-- start --

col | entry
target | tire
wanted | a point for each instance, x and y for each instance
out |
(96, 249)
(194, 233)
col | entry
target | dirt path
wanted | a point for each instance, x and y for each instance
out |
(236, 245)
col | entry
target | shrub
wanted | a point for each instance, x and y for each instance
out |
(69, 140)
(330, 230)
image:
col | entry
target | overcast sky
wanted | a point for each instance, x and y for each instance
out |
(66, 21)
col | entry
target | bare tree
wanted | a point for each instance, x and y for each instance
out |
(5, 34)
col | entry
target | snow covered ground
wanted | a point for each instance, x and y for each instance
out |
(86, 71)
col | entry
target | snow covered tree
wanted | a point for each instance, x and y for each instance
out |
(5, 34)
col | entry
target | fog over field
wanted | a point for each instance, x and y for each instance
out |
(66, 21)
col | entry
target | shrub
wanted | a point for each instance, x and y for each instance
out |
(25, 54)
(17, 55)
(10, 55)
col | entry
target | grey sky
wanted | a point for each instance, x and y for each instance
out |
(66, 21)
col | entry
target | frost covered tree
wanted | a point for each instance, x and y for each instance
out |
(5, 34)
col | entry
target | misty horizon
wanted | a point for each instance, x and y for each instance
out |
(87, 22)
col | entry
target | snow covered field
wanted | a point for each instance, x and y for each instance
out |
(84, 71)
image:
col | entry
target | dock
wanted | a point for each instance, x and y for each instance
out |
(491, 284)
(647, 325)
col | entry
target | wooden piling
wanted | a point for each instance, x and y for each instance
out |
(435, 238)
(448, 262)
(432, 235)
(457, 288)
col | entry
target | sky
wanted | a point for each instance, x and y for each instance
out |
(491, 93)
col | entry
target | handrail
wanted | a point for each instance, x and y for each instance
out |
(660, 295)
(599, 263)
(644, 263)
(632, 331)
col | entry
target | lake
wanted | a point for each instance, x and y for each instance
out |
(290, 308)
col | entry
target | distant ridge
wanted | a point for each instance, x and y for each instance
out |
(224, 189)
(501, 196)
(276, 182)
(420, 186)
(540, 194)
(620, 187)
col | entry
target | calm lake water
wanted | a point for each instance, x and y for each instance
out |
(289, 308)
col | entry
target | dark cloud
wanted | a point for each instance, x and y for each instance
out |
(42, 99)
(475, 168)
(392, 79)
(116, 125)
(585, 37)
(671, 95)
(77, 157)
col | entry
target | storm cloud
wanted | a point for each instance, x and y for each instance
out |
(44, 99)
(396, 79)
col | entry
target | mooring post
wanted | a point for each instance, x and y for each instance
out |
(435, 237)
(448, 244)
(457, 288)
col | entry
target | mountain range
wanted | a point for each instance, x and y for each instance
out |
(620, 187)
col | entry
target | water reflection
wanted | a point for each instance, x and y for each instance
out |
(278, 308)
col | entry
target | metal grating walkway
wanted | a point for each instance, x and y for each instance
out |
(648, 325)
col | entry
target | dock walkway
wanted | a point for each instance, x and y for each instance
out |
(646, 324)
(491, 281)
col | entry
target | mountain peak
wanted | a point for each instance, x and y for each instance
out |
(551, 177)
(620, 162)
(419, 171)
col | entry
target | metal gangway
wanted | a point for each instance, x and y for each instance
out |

-- end --

● **THE REQUEST**
Extract each line above that contains the word "cloud".

● **REPLY TO THE EXERCISE**
target | dark cloud
target | storm cloud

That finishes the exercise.